- **Short exercise**: Can you convert every line in the rows below into a Markdown table with the columns "No." and "Line", numbering the lines in order and leaving out any blank ones?
[Start of Records for the task]
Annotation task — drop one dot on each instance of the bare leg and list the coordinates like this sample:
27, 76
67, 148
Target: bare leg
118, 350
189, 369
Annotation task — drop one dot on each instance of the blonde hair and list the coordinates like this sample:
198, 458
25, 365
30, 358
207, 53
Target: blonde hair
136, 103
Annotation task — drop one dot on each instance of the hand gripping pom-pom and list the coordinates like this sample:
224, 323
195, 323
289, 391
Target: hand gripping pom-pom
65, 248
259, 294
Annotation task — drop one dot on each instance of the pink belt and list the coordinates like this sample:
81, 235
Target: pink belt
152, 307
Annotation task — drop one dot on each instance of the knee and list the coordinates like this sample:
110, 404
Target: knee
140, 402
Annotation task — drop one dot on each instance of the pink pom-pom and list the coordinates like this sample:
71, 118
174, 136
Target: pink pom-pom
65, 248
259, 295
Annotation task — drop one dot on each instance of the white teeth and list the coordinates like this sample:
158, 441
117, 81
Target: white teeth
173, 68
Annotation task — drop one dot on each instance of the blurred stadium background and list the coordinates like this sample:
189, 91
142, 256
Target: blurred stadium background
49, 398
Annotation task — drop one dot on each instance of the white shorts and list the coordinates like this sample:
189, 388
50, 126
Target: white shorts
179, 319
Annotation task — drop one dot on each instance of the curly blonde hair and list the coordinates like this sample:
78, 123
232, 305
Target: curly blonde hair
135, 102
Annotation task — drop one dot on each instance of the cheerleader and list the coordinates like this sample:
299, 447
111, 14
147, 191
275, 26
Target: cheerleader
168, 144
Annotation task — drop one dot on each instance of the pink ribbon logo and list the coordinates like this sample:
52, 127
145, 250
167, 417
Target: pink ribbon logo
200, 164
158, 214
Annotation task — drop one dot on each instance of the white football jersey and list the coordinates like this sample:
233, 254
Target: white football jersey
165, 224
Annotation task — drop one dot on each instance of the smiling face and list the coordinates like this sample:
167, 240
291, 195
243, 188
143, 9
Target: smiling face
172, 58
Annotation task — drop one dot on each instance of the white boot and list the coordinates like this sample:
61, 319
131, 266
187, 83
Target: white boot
[End of Records for the task]
- **Expected answer**:
| No. | Line |
|---|---|
| 1 | Annotation task — drop one dot on each instance of the bare leg and list the coordinates like this sample: |
| 2 | 27, 76 |
| 3 | 67, 148 |
| 4 | Target: bare leg |
| 5 | 118, 350 |
| 6 | 189, 369 |
| 7 | Annotation task — drop one dot on each instance of the blonde hair and list the coordinates like this sample: |
| 8 | 198, 458 |
| 9 | 25, 365 |
| 10 | 30, 358 |
| 11 | 207, 53 |
| 12 | Target: blonde hair |
| 13 | 136, 103 |
| 14 | Annotation task — drop one dot on each instance of the hand gripping pom-pom and list the coordinates like this sample: |
| 15 | 224, 323 |
| 16 | 195, 323 |
| 17 | 289, 391 |
| 18 | Target: hand gripping pom-pom |
| 19 | 65, 248 |
| 20 | 259, 294 |
| 21 | Annotation task — drop one dot on each instance of the pink belt and list the coordinates like this sample: |
| 22 | 81, 235 |
| 23 | Target: pink belt |
| 24 | 152, 307 |
| 25 | Annotation task — drop one dot on each instance of the knee and list the coordinates like this sample: |
| 26 | 110, 404 |
| 27 | Target: knee |
| 28 | 140, 402 |
| 29 | Annotation task — drop one dot on each instance of the pink pom-pom and list the coordinates like this sample: |
| 30 | 71, 118 |
| 31 | 174, 136 |
| 32 | Target: pink pom-pom |
| 33 | 65, 248 |
| 34 | 259, 295 |
| 35 | Annotation task — drop one dot on each instance of the white teeth and list the coordinates like this sample: |
| 36 | 158, 441 |
| 37 | 117, 81 |
| 38 | Target: white teeth |
| 39 | 173, 68 |
| 40 | Annotation task — drop one dot on each instance of the blurred stadium background and list the coordinates like this sample: |
| 41 | 189, 91 |
| 42 | 142, 256 |
| 43 | Target: blurred stadium background |
| 44 | 49, 398 |
| 45 | Annotation task — drop one dot on each instance of the white shorts and list the coordinates like this sample: |
| 46 | 189, 388 |
| 47 | 50, 126 |
| 48 | Target: white shorts |
| 49 | 179, 319 |
| 50 | Annotation task — drop one dot on each instance of the curly blonde hair and list the coordinates like this sample: |
| 51 | 78, 123 |
| 52 | 232, 305 |
| 53 | Target: curly blonde hair |
| 54 | 135, 102 |
| 55 | Annotation task — drop one dot on each instance of the cheerleader and list the coordinates like this sample: |
| 56 | 299, 447 |
| 57 | 111, 14 |
| 58 | 147, 191 |
| 59 | 275, 26 |
| 60 | Target: cheerleader |
| 61 | 168, 144 |
| 62 | Annotation task — drop one dot on each instance of the pink ribbon logo and list the coordinates like this sample: |
| 63 | 52, 127 |
| 64 | 145, 250 |
| 65 | 167, 417 |
| 66 | Target: pink ribbon logo |
| 67 | 200, 164 |
| 68 | 158, 214 |
| 69 | Annotation task — drop one dot on each instance of the white football jersey and list the coordinates like this sample: |
| 70 | 233, 254 |
| 71 | Target: white football jersey |
| 72 | 165, 224 |
| 73 | Annotation task — drop one dot on each instance of the smiling face and list the coordinates like this sample: |
| 74 | 167, 240 |
| 75 | 291, 195 |
| 76 | 243, 188 |
| 77 | 143, 9 |
| 78 | Target: smiling face |
| 79 | 172, 58 |
| 80 | Annotation task — drop one dot on each instance of the white boot and list the coordinates like this sample: |
| 81 | 61, 319 |
| 82 | 131, 266 |
| 83 | 187, 83 |
| 84 | Target: white boot |